→ **Material to process**:

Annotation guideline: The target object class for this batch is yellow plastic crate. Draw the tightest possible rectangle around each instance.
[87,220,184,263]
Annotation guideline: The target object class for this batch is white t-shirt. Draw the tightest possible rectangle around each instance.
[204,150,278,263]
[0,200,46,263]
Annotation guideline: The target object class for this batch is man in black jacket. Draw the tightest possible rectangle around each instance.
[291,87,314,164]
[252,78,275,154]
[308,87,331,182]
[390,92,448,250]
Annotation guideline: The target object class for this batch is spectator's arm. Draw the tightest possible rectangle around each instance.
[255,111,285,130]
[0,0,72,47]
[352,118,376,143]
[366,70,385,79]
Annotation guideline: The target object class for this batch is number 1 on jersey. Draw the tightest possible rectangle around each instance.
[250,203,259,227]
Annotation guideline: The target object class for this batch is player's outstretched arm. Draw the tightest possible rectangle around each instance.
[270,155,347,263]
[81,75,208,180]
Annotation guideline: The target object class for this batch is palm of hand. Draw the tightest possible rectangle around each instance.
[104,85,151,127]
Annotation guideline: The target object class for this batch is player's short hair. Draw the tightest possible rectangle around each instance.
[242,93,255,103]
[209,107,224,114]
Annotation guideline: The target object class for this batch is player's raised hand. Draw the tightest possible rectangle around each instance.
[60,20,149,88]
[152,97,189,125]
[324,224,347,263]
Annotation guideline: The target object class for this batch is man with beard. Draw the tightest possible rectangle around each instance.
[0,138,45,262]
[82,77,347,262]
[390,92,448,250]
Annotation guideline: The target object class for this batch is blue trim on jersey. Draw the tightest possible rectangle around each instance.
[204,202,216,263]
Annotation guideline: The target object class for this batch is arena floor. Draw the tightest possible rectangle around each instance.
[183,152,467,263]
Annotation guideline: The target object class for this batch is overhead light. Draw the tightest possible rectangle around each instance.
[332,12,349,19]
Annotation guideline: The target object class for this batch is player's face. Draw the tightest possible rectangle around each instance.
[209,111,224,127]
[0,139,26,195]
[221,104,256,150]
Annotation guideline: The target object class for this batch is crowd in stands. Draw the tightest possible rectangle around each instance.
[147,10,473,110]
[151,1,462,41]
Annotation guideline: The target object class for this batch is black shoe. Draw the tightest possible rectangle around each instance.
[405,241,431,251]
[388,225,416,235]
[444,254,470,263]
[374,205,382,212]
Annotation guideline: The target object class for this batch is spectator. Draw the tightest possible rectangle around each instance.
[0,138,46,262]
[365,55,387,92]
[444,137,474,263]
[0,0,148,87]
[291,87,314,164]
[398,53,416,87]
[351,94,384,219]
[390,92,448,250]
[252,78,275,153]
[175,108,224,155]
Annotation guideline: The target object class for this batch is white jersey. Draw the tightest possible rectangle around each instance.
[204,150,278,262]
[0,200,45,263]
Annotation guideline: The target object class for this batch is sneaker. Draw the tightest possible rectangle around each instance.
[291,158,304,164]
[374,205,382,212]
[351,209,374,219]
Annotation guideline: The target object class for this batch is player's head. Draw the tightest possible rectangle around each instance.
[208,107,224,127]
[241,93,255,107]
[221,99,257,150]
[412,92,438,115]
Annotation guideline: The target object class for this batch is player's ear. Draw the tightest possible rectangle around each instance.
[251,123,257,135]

→ **Prompt**:
Put the rows above into a two-column CSV headed guideline and boxes, with one line per row. Put each row's text in the first quoted field and all of its boxes in the second quoted field, separated by spaces, and turn any line breaks into spaces.

→ **Finished answer**:
guideline,boxes
"Annotation guideline: The target object class for this batch is yellow plastic crate. Draw the tightest possible rectangle around each instance.","[87,220,184,263]"
"Annotation guideline: The target object class for this batch is white t-shirt. Draw the tightest possible rectangle around each instance.","[204,150,278,263] [0,200,46,263]"
"Annotation guideline: The target object class for this batch is man in black jacket. Draw the tightest possible rectangle around each instance.","[291,87,314,164] [252,78,275,154] [308,87,331,182] [390,92,448,250]"
"Annotation guideline: The target object class for this batch is spectator's arm. Draw the tightest possible rectangle around each instance.","[255,111,285,130] [0,0,72,47] [352,118,376,143] [366,70,385,79]"
"Annotation guideline: The target object class for this batch is number 1 on jersey. Draw the tightest possible rectangle around each instance.","[250,203,259,227]"
"Annotation guideline: The target object class for this batch is player's outstretched arm. Draw the tightest possible rectangle around each instance.","[270,155,347,263] [81,75,208,180]"
"Annotation guideline: The target object class for this batch is palm of hand. Draw the tightest possible rectangle around each instance.","[104,85,151,127]"
"Annotation guideline: The target object class for this batch is player's short hair. Draw the tightest possible rectangle around each instance.","[242,93,255,103] [209,107,224,114]"
"Annotation guideline: The target object class for this batch is player's raised hand. Draw the tightest possible rectangle around each instance.","[60,20,149,88] [152,97,189,125] [324,224,347,263]"
"Annotation guideline: The target object class for this batch is man with beard. Draw the tightest possible rectangle around each instance.","[0,138,45,262] [82,77,347,262] [390,92,448,250]"
"Annotation guideline: The target object class for this batch is blue trim on jersey. Draw the tightest possible rectangle around each instance.","[204,202,216,263]"
"Annotation guideline: The target object class for this batch is arena floor. Draw the tightest possible rectangle around each instance.","[183,152,467,263]"
"Annotation guideline: The target object class for this batch is overhead light. Draw the tightest possible rectangle around each instance.","[332,12,349,19]"
"Annotation guideline: The target object class for this batch is player's face. Draw the tightest possible rectangle around each instance.","[209,111,224,127] [0,139,26,195] [221,104,256,150]"
"Annotation guideline: The target object class for this batch is crowd in stands. Draw the tightest possible rectangle around each instance.","[147,10,473,110] [151,1,462,41]"
"Annotation guideline: The target object class for this batch is black shoe. Draw the tightest possible rectangle around each instance.","[405,241,431,251] [388,225,416,235] [444,254,470,263] [374,205,382,212]"
"Annotation guideline: The target object class for this batch is spectator. Draw the tightest possible rectangle around each instance.","[0,138,46,262] [365,55,387,92] [444,137,474,263] [0,0,148,87] [291,87,314,164] [398,53,416,87] [351,94,384,219] [390,92,448,250] [252,78,275,153] [175,108,224,155]"
"Annotation guideline: The target object class for this batch is white jersey. Draw the tightest possible rectangle around each instance.","[204,150,278,262] [0,200,45,263]"
"Annotation guideline: The target object class for this batch is sneaker. Draw the tightest possible rectangle around each instance.","[291,158,304,164] [374,205,382,212] [351,209,374,219]"
"Annotation guideline: The target object class for this batch is player's head. Draw the tightest possible rectangle around each instance.","[208,107,224,127] [241,93,255,107] [221,99,257,150] [412,92,438,115]"
"Annotation guideline: The target object class for this batch is player's ear. Draw the tightest possible rectangle around each instance.","[251,123,257,135]"